Information shown:
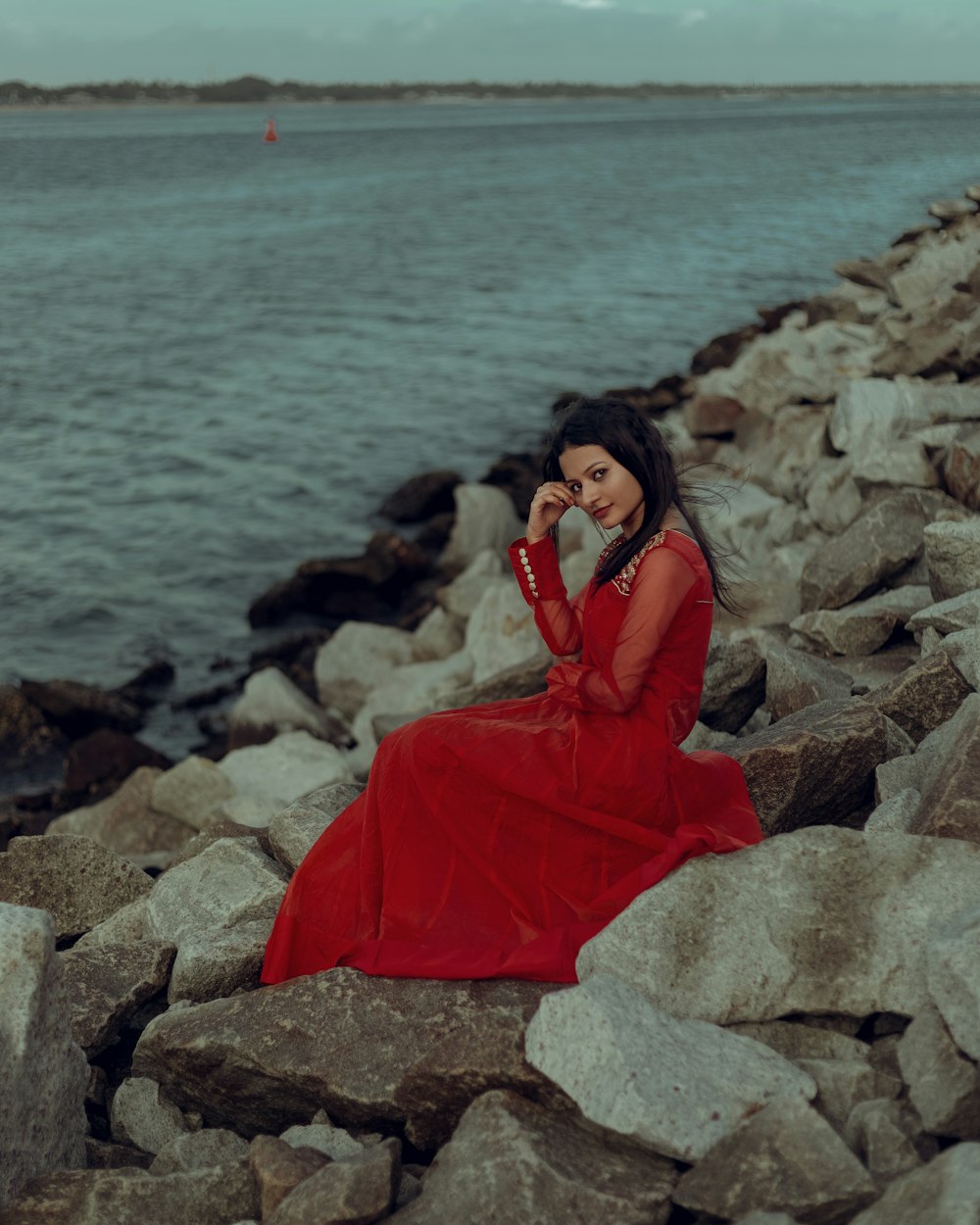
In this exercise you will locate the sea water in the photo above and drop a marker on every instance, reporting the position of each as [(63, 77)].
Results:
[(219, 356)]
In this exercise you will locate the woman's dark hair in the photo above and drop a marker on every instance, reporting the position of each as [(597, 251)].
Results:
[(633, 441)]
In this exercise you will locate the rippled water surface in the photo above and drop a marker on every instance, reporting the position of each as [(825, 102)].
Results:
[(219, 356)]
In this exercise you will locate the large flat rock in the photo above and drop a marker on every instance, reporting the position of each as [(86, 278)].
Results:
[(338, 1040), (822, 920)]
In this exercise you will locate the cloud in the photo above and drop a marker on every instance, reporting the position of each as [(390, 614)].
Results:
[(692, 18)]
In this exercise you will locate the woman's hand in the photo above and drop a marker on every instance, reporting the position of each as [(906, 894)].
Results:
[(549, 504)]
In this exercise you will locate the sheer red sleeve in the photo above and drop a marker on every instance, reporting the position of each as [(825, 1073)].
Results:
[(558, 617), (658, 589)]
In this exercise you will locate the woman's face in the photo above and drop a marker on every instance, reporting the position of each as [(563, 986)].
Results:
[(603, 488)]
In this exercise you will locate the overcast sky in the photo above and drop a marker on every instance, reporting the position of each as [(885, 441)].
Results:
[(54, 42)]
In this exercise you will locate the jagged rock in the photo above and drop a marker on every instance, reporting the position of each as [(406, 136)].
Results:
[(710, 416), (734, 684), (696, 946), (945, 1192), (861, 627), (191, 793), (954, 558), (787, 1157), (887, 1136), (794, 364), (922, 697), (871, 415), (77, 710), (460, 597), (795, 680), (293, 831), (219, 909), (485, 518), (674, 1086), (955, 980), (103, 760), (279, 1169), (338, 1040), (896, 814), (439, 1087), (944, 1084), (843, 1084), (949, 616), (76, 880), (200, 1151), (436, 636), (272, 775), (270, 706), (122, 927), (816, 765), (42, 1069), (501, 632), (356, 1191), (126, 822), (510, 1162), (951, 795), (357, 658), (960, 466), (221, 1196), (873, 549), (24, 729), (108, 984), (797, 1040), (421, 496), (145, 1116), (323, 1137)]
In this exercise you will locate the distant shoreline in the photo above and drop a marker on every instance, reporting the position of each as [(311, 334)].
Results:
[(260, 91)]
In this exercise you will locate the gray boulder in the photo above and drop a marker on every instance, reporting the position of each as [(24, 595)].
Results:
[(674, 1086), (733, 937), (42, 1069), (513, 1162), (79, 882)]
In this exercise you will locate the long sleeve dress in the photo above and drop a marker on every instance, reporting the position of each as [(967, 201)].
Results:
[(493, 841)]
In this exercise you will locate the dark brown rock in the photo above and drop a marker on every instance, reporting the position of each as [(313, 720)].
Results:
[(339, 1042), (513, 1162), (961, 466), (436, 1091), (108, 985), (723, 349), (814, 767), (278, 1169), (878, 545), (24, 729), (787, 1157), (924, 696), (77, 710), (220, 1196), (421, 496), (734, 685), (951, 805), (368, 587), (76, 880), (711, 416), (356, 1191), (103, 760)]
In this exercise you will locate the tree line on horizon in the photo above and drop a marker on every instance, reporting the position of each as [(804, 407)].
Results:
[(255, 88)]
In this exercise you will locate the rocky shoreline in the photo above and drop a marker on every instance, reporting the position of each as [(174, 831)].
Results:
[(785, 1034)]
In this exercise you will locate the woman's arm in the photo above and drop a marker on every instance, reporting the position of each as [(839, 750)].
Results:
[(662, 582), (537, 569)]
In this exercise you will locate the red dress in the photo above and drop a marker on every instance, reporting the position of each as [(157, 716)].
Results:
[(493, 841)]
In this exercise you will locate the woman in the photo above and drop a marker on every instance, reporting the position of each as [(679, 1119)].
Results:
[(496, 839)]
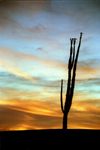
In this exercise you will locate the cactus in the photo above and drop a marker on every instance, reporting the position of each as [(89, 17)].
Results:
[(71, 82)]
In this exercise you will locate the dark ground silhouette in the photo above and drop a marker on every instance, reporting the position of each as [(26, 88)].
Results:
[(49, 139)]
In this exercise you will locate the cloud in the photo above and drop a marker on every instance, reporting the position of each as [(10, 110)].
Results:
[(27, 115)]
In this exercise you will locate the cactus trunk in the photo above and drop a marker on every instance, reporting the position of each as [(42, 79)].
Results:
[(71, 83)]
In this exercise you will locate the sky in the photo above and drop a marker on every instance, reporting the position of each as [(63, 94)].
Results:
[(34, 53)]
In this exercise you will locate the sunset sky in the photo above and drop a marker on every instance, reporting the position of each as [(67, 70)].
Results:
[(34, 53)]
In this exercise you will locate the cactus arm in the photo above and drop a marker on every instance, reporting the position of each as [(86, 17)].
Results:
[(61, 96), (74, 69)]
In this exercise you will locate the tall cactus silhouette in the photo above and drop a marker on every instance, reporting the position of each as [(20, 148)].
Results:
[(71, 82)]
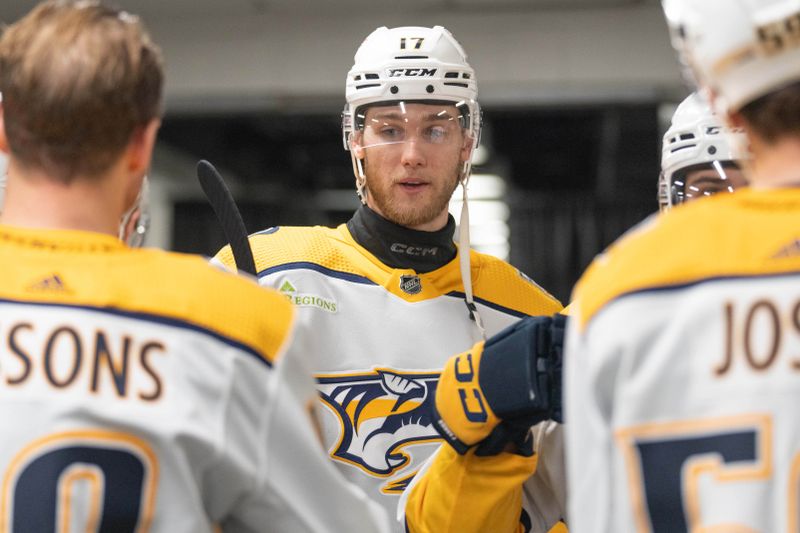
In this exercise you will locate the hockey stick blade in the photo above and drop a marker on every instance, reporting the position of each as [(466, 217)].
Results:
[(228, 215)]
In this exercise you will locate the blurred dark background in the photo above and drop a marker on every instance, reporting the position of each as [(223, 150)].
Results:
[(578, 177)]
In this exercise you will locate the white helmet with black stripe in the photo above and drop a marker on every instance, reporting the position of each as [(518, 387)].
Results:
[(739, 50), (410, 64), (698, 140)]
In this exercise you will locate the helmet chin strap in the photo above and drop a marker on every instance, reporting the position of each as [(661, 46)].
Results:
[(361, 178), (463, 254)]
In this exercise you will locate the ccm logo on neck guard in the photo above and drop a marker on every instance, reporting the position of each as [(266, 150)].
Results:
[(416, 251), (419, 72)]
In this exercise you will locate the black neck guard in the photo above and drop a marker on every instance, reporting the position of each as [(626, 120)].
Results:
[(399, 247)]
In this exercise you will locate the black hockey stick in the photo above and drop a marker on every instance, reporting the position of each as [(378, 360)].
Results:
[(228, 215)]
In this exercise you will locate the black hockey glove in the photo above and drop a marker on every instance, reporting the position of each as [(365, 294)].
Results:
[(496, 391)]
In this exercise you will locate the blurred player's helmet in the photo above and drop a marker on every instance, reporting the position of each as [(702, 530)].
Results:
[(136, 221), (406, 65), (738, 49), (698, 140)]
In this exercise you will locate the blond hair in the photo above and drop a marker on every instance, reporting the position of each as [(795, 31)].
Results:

Exercise:
From the data above, copy each line that holds "black".

Output:
In this exercise you will locate the white helmet with black stripe in the photo above and drop a marker on every instance, reporting the position of each as [(518, 387)].
In this exercise you will locate the black neck guard in the photo above and drop a marker on every instance, reporting the position of each as [(626, 120)].
In this exercise you will locate the black hockey stick in the photo above and drop a marker on every instance, reporting the position of each as [(378, 360)].
In this exercise you will locate the black hockey glove in the photo above and drop a marker on every instance, reporting the position of each as [(365, 294)].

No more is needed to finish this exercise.